WORK TO DO:
• a. Could you quote the Newcastle MFA post word for word, everything from "NewcastleMFA" down to "situation out, asap."?
• b. Can you carry on writing the Newcastle MFA post, picking up right after its final sentence?

SOURCE DOCUMENT:
------------------------

The Newcastle MFA

NewcastleMFA

Katherine Penrice steals the show again this year. She’s doing some work with Rowse, the honey people, involving wax sculpture and using the smells and atmospheres of the industrious honey bee. But it’s the Riley-esque floor/mirror/sound pieces that captured most of my time this year.

penrice-1

penrice-2

Katherine came to one of my one-day website-for-artist courses last year, and unfortunately she still doesn’t seem to have a website. When you read this K, please get in touch and we’ll sort this situation out, asap.

Notable others? Lauren Healey, who co-incidentally had some role at A~N when the funding was agreed (but never paid) for said website courses. She has a sculptural installation involving one drawer from a chest, a pillow or two and an empty tin. Speaks of “loss, fragility, memory and loneliness” and “photographs of empty spaces printed onto letters whose authors have passed away.” Speaks to me of the non-payment of invoices, of course.

healey-1

Charles Napier’s photography based billboard montages: badly exposed, poorly printed with wonk and fringing, they might be ‘found’ photographs aka nicked off the interwebs, and who knows if the text was applied later, although in most cases it’s pretty easy to tell.

------------------------

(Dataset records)
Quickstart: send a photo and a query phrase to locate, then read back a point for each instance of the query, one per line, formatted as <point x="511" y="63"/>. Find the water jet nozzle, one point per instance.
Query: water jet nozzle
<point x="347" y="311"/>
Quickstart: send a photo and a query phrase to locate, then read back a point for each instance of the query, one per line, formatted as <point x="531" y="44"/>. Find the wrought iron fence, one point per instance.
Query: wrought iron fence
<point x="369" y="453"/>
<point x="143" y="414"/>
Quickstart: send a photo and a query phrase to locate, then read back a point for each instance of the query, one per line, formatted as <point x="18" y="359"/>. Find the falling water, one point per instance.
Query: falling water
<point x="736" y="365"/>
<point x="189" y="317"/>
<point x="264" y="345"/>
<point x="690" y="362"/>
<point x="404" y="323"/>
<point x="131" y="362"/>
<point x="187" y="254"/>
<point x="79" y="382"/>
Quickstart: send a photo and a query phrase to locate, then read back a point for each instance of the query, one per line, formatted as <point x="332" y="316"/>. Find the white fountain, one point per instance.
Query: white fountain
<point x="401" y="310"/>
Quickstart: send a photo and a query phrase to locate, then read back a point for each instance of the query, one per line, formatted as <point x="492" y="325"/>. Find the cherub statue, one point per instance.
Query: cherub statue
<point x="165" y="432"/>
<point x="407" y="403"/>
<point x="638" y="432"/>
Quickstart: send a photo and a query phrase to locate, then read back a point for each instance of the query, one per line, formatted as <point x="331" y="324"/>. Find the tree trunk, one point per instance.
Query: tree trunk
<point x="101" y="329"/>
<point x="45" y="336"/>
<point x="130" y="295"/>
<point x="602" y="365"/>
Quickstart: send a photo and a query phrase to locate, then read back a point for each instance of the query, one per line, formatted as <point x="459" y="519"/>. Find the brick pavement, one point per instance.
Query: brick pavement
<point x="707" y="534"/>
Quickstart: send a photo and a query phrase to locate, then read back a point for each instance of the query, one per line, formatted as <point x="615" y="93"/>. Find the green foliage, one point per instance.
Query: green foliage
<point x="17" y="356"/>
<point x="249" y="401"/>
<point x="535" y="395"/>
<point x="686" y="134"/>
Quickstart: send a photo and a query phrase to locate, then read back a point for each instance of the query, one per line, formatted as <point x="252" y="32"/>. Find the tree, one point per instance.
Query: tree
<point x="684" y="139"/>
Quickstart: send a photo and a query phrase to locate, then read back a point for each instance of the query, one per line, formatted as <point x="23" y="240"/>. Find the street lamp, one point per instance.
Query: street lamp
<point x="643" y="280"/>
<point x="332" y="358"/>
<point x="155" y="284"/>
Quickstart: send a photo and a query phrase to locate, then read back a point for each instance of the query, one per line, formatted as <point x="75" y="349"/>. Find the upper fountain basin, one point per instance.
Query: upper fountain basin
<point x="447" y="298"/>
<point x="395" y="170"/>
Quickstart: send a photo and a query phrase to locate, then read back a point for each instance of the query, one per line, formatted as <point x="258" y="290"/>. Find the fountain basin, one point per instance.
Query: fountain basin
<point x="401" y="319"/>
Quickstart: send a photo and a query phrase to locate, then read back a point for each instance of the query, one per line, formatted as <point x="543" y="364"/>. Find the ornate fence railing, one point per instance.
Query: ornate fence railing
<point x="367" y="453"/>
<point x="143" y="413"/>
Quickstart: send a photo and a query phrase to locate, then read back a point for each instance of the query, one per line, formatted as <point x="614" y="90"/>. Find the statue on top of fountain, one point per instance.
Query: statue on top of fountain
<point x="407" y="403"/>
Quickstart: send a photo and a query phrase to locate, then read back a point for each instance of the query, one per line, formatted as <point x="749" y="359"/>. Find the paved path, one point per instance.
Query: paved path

------------------------

EXPECTED ANSWERS:
• a.
NewcastleMFA

Katherine Penrice steals the show again this year. She’s doing some work with Rowse, the honey people, involving wax sculpture and using the smells and atmospheres of the industrious honey bee. But it’s the Riley-esque floor/mirror/sound pieces that captured most of my time this year.

penrice-1

penrice-2

Katherine came to one of my one-day website-for-artist courses last year, and unfortunately she still doesn’t seem to have a website. When you read this K, please get in touch and we’ll sort this situation out, asap.

• b.
MFA

He references the 90s cult of conventional advertising subversion to me, but subtly, without the biting wit. And of course placed in a gallery it has far less impact than guerilla street art made under cover of darkness and at risk of arrest, but hey, kudos to him all the same, unless of course one of the photos he nicked is mine. This one above could be Seaham beach. The one below is not one of Charles’, of course. That stuff’s all been done before, right?

urban75

My disparate companions’ top favourite by many earth miles this year is Tom Schofield’s News Globe. He’s using open source software, RSS and news stories from selected UK newspapers’ websites to track the frequency of key words and show them on a projection of a revolving world map. Very pretty, and with a useful message about bias, provincialism and the ethics of reporting. I like this iPhone photo, too.

schofield-1

Other works that connected in some way: Annie O’Donnell’s Based on Actual Events works with urban collapse and regeneration; Laura Cresser’s take on architecture and documentation, with her wee model of Alfred Stieglitz; Narbi Price’s primitive lithographs. That’s rather a lot to like, so go and see it, don’t stay at home this year, don’t go to Baltic instead.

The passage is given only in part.